───── EXERCISE PASSAGE ─────
'I just needed to feel the real world': gardening writer Anna Pavord describes crawling onto lawn after cancer 

Anna Pavord at her home in Dorset
Anna Pavord at her home in Dorset Credit: Christopher Jones for the Telegraph

Barely out of intensive care and unable to walk after treatment for stomach cancer, Anna Pavord quite literally “crawled” on her hands and knees onto a patch of grass, desperate to reconnect with nature.

The much-loved gardening writer has told how she dragged herself along a hospital corridor to reach the the lawn outside the building on being released from the ICU department.

Ms Pavord has now spoken of the “absolutely critical” role the natural world played in her recovery. She tells today’s edition of Desert Island Discs of her battle with cancer and the moment she once again connected with the environment.

Ms Pavord tells the long-running Radio 4 programme: “'When I could actually move after coming out of intensive care, one day I was in a different room and there was a patch of lawn outside the window.

"On my hands and knees I crawled along the corridor to get out onto that grass. I just needed to feel the real world. The real world to me is not buildings, it's not cement or tarmac, it's not all the stuff of which so much of the world is now constructed.'"

It is this tactile relationship with nature which may explain one of her trademark characteristics - her habit of not wearing gardening gloves.

“'I like to feel the plants, I like to feel the earth, I get a real sensuous pleasure from the touch of plants and from the touch of the earth and you know, the feel of sticks and all the other things you sort of have to touch when you're gardening. It's all part of it." She said.

Ms Pavord, now 77, described her childhood in rural Wales, near Abergavenny, as “backward”.

Her family had neither a TV nor a car and she spent hours roaming outdoors, developing a lifelong passion for the natural world.

"We led these fairly free lives on the mountain, this small gang that we had. My brother who was two and a half years older than me and about four children. We roamed around on these hills and mountains."
─────
**PROMPT 1**
In the article on Anna Pavord, do these statements agree with the text? (a) She spent her childhood in rural Wales near Abergavenny. (b) Her family owned a car when she was a child. (c) She is known for wearing gardening gloves. Answer each with yes or no and quote the deciding words.
**PROMPT 2**
Copy out the passage of the article on Anna Pavord between "The much-loved gardening" and "with the environment.", inclusive.
The data below come from a source other than the article on Anna Pavord.
───── STORED DATA ─────
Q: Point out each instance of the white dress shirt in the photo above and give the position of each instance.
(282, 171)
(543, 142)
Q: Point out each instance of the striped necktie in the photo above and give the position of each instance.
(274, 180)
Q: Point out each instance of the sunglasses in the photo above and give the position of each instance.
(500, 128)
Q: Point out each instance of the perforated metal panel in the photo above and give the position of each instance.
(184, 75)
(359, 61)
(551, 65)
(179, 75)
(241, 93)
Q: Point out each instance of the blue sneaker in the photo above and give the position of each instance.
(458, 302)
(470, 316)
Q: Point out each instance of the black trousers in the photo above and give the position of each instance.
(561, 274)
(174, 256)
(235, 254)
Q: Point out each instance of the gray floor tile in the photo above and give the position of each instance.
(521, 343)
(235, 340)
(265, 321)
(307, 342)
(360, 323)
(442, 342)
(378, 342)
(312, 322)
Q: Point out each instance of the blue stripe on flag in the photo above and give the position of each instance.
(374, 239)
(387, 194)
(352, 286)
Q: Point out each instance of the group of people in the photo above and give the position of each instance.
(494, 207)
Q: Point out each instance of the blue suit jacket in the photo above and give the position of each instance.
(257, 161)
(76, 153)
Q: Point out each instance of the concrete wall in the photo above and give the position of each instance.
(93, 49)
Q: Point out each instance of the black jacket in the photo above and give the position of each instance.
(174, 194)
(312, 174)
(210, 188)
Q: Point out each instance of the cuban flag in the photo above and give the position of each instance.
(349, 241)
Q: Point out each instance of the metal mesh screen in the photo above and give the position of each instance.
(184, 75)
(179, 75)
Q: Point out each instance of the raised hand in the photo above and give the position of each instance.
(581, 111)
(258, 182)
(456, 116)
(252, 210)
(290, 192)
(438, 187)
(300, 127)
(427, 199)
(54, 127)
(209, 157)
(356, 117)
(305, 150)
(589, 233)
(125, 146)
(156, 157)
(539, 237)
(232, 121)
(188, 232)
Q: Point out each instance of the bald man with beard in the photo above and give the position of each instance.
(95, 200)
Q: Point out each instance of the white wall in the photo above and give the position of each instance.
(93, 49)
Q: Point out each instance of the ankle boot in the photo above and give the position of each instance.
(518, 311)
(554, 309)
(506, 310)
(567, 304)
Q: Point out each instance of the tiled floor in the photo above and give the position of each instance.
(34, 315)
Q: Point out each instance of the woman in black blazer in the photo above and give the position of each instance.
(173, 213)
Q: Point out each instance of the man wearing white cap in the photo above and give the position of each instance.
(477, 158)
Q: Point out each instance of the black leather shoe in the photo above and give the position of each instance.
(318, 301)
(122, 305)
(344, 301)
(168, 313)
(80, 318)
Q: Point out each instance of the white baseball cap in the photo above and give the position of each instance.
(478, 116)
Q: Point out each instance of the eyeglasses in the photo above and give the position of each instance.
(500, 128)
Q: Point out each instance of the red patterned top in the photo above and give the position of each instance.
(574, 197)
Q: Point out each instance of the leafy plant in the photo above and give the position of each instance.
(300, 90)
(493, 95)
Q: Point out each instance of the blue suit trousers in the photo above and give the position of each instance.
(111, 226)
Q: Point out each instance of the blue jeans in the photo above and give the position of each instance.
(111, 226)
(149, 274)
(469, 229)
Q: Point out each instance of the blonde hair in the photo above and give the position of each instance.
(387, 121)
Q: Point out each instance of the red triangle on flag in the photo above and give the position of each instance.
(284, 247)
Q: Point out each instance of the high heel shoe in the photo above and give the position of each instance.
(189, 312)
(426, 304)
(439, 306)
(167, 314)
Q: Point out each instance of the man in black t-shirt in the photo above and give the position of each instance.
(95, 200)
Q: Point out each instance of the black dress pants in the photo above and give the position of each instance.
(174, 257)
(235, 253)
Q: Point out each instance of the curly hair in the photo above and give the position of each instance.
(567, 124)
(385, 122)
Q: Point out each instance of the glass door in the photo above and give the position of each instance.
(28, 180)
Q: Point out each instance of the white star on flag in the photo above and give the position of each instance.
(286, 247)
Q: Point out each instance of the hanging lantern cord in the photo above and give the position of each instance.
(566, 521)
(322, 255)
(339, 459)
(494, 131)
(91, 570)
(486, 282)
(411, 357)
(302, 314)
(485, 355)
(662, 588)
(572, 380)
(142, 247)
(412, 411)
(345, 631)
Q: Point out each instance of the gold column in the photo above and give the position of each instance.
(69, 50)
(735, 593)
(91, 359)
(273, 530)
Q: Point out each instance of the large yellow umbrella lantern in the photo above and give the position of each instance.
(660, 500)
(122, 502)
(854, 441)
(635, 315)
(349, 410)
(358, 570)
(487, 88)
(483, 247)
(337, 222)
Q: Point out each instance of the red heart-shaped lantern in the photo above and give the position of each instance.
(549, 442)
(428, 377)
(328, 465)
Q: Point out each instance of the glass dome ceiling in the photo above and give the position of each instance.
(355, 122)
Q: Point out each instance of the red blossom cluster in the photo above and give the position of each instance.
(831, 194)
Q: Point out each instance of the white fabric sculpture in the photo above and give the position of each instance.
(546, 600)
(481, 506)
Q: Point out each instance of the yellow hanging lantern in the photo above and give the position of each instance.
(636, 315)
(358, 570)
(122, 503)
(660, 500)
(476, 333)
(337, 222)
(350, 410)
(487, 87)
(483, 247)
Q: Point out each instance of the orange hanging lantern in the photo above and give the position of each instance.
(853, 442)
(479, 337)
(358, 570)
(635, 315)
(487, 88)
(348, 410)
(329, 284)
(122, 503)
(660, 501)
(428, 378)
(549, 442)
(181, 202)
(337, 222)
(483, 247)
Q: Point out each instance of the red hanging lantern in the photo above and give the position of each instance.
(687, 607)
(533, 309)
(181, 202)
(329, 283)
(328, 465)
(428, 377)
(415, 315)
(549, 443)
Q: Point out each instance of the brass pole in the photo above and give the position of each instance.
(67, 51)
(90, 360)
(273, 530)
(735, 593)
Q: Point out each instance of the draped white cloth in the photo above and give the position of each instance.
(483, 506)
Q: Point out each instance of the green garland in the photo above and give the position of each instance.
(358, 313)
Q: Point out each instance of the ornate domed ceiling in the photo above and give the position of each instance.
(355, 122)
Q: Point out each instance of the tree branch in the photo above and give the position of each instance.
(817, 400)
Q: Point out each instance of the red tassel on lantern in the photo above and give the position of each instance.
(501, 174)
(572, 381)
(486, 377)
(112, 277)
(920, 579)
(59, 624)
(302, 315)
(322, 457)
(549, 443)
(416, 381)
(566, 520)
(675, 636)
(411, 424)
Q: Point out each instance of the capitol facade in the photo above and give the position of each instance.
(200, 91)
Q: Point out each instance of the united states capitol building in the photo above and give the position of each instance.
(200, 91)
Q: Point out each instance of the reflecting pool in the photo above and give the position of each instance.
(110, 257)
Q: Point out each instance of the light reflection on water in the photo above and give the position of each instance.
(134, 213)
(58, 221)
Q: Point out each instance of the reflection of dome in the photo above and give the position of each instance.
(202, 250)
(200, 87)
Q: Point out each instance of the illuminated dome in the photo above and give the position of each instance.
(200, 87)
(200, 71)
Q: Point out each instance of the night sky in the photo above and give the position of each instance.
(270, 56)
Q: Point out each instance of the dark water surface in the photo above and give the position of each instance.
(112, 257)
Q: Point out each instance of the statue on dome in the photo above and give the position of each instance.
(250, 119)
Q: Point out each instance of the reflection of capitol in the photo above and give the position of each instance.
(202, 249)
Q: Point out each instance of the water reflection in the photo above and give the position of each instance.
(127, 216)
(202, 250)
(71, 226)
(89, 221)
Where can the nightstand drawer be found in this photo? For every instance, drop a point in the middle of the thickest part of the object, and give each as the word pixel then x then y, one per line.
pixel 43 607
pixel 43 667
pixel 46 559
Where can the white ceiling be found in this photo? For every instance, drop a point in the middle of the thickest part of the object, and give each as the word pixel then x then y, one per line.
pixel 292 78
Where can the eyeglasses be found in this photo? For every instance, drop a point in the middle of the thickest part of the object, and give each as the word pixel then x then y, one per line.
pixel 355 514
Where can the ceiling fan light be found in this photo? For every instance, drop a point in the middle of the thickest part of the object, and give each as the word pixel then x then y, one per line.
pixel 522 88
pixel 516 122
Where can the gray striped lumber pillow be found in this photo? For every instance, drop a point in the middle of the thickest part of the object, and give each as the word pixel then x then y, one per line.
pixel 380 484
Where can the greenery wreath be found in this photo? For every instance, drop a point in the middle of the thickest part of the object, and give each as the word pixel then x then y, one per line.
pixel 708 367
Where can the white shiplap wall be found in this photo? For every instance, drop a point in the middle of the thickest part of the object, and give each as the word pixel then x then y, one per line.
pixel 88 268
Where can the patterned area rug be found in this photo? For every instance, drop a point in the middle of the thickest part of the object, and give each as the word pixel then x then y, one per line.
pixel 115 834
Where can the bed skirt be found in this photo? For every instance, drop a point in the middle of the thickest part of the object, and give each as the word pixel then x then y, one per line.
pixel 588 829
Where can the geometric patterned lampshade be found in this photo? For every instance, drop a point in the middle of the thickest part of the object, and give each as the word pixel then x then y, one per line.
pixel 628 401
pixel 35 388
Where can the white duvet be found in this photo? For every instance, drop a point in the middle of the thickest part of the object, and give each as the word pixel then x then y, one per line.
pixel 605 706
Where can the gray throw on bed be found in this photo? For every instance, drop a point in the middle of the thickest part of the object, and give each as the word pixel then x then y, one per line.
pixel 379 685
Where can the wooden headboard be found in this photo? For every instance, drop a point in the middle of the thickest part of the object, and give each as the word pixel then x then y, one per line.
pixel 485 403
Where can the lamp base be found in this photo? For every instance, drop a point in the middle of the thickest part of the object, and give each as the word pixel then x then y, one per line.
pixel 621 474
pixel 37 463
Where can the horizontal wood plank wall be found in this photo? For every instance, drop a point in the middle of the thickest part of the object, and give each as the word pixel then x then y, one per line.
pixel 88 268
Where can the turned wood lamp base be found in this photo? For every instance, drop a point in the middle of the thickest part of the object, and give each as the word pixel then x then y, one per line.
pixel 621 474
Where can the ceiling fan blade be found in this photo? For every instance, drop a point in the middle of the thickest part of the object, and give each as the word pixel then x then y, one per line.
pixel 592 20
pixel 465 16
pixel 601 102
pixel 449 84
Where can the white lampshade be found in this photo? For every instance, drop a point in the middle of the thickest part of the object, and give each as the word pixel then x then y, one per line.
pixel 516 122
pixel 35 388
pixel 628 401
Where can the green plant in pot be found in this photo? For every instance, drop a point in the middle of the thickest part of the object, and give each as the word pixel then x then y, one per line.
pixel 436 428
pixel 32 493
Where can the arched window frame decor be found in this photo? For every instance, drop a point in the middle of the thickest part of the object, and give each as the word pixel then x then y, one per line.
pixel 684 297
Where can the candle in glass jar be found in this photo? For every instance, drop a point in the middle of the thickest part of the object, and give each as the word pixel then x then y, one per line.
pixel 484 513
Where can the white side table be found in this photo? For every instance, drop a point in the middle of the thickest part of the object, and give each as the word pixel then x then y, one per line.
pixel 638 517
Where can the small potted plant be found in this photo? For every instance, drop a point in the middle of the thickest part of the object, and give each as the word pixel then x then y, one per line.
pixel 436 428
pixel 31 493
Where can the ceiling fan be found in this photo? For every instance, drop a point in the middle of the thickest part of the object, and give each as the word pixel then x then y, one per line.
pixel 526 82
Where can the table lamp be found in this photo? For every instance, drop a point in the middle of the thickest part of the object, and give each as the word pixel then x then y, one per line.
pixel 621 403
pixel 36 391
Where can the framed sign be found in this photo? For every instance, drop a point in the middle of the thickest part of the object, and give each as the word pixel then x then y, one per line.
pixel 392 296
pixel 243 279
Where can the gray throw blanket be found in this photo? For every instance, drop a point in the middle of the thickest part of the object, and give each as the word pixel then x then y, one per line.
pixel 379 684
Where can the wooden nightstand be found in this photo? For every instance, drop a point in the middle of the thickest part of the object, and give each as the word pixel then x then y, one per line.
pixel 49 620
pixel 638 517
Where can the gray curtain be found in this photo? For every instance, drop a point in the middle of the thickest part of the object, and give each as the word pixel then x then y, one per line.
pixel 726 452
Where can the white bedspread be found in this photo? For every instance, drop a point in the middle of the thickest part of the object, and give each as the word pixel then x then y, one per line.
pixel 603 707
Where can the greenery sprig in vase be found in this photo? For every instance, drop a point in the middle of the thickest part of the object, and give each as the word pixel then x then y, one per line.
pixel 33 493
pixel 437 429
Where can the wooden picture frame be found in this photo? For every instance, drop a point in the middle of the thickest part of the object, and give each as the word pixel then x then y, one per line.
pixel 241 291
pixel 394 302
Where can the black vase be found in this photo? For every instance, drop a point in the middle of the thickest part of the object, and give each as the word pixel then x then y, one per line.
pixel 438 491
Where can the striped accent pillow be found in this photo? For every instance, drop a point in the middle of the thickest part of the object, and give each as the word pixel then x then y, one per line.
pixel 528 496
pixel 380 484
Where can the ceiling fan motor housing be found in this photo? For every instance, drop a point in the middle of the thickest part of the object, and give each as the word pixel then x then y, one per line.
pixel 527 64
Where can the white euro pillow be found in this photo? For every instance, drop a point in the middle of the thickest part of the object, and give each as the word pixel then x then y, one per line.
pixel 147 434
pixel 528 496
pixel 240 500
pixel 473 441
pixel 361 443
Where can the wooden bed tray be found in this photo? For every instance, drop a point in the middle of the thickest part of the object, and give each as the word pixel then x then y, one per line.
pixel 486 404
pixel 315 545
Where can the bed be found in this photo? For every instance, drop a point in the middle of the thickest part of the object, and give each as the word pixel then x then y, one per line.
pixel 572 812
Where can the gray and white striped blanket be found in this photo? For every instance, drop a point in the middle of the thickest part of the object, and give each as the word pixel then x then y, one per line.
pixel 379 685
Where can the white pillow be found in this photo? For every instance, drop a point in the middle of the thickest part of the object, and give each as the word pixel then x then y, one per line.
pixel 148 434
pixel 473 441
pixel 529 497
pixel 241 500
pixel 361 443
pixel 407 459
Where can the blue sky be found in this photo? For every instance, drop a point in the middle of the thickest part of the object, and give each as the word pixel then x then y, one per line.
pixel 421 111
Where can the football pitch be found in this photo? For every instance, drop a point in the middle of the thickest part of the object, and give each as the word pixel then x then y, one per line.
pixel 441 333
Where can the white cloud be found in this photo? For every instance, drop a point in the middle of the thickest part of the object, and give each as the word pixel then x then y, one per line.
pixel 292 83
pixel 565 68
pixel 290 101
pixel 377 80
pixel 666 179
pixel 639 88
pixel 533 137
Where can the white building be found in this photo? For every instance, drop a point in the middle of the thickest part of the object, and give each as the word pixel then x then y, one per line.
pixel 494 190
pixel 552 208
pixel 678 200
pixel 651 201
─────
**TASK SOLUTION 1**
(a) Yes: "described her childhood in rural Wales, near Abergavenny"
(b) No: "Her family had neither a TV nor a car"
(c) No: "her habit of not wearing gardening gloves"

**TASK SOLUTION 2**
The much-loved gardening writer has told how she dragged herself along a hospital corridor to reach the the lawn outside the building on being released from the ICU department.

Ms Pavord has now spoken of the “absolutely critical” role the natural world played in her recovery. She tells today’s edition of Desert Island Discs of her battle with cancer and the moment she once again connected with the environment.